§ Directive
Continue the insurance clause on Permitted Sales below from the point where it stops.

§ Page

The Additional Named Insured may conduct any Permitted Sales upon providing a Notice of Permitted Sale to the Insurer at least ten (10) days prior to the conclusion of such Permitted Sale. The Additional Named Insured shall direct the buyer in any Permitted Sale to pay on the closing date of such Permitted Sale, an amount that equals the amount necessary to cause the sum of the Recovery Principal and the Recovery Premium (or such other amount agreed to by the Insurer in the case of a Permitted Sale that does not generate sufficient proceeds to repay the sum of the Recovery Principal and the Recovery Premium in full) to be funded directly into the Insurers Account out of the sale proceeds in accordance with the Transaction Documents. The application of the proceeds of any Permitted Sale to the reduction of the Recovery Principal and the Recovery Premium shall be taken into account in each subsequent Proof of Claim and Recovery Reconciliation as applicable. For all other purposes following a Permitted Sale, the Coverage Certificate will be deemed amended to exclude the Covered Policy that was the subject of such Permitted Sale.

§ Supplied data

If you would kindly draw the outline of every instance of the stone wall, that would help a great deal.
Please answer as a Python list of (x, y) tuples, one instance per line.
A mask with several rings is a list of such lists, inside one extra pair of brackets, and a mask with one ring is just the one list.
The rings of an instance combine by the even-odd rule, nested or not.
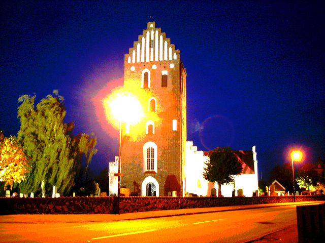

§ Right answer
C.
In the event the Insurer has reached its Maximum Capacity and the Additional Named Insured has made a Permitted Sale of a Covered Policy, a Covered Entity shall have the right, within the first thirty-six (36) months following the Effective Date, to request that the Insurer replace such Covered Policy with a new Covered Policy by filing an Amended MPIC Application; provided that after the replacement of any Covered Policies, the Average LE of the Covered Portfolio will be less than one hundred eighty (180) months. No such addition of any Covered Policies will extend the Term of this Policy. The Insurer may accept or reject such Amended MPIC Application in its sole discretion, and has no obligation whatsoever to extend coverage under this Policy to additional Covered Policies. If the Insurer accepts an Amended MPIC Application, an Amended Coverage Certificate shall be issued and upon the Amended Coverage Certificate Effective Date shall replace any prior Coverage Certificate. If the Insurer rejects an Amended MPIC Application, the submission of such Amended MPIC Application shall have no impact on the Coverage Certificate in effect at that time. The right to request substitutions of Covered Policies shall not exceed twenty-five percent (25%) of the Covered Portfolio.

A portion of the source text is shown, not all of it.